→ Material for the task:
-------------------------
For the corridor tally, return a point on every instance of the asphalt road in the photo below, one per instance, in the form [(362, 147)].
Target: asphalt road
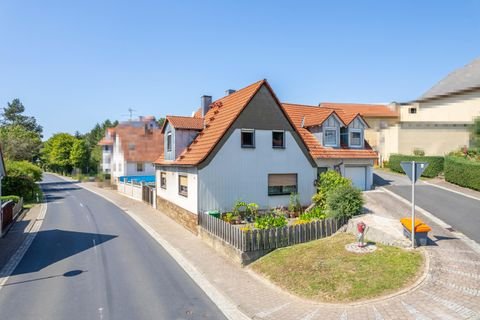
[(91, 261), (462, 213)]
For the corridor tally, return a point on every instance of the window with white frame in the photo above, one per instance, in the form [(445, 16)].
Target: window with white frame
[(330, 137), (248, 138), (183, 185), (169, 141), (163, 180), (355, 138)]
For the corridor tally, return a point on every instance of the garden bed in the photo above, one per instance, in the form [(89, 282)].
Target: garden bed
[(324, 271)]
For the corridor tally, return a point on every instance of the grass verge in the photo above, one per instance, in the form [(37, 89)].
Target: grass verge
[(323, 270)]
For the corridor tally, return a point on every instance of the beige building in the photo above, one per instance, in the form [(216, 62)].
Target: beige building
[(439, 121)]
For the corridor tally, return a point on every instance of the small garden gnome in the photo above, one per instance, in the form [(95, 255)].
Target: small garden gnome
[(361, 226)]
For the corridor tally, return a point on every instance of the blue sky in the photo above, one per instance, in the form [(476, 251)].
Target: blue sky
[(75, 63)]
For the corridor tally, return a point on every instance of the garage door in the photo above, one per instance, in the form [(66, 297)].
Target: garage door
[(357, 175)]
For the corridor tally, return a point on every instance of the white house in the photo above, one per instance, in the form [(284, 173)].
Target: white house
[(248, 146), (130, 148)]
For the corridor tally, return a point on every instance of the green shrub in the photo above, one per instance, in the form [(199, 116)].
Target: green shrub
[(328, 181), (8, 198), (435, 166), (315, 213), (344, 202), (270, 221), (464, 172)]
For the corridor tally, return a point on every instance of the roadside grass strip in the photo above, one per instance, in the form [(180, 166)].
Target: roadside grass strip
[(324, 271)]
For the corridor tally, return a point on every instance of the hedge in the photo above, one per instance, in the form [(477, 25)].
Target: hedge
[(464, 172), (15, 199), (434, 168)]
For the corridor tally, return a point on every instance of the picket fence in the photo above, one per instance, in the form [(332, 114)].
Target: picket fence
-------------------------
→ Work required: Copy all of the records above word for word, but leave out the picture.

→ Task answer:
For the corridor tally, return a point on every instance of the asphalt road in the photo below, one per instance, in the form [(362, 147)].
Target: asphalt road
[(91, 261), (462, 213)]
For the corridor tally, return a point on every instance of the window with white frame in the photo above, one per instance, in the form [(445, 16)].
Target: window with white frame
[(330, 137), (248, 138), (183, 185), (169, 141), (163, 180), (355, 138)]
For the corridor tally, return a point on every instance of the garden bed in the photo above, one per instance, in the form [(89, 282)].
Target: garden bed
[(324, 271)]
For the corridor tally, return a point on every instance of the grass verge in the photo above, one per instance, in the form [(37, 89)].
Target: grass verge
[(323, 270)]
For the corridor tally, return a point on every instance of the beige building in the photo above, one per instance, in the form [(216, 62)].
Target: beige building
[(439, 121)]
For the corridor tally, return a point on every instance of the small garden gnome in the photo above, one per instance, in the form [(95, 255)].
Target: small garden gnome
[(361, 226)]
For the corridor tally, return a point on every instance of the blue sky in the photo above, one per instance, in the form [(476, 251)].
Target: blue sky
[(75, 63)]
For the corridor tally, return a point on every instance of the garage door in the photo above, one per instance, in the form [(66, 297)].
Target: garage door
[(357, 175)]
For the corridor tally, return a point on every instance of the white house in the photo above, one per instance, in the form [(284, 173)].
Target: white house
[(248, 146), (130, 148)]
For the corridor tally, return a point on every instance of the green shrub in the photo above, one per instance, in the form [(199, 116)].
Target: green shrub
[(328, 181), (8, 198), (435, 166), (315, 213), (344, 202), (270, 221), (464, 172)]
For the corridor tally, return a point on every instance of the roadside grass strip in the photo above, one per instance, in the form [(180, 166)].
Target: roadside grass strip
[(324, 271)]
For the corridor tally, return a point on every instance of the hedge in the photo above, one per instance, in the form [(477, 25)].
Target: hedge
[(464, 172), (15, 199), (434, 168)]
For the corridor tally, return a point on every instance of the picket fence in the photo above, one per instance, in the form [(332, 114)].
Target: picket fence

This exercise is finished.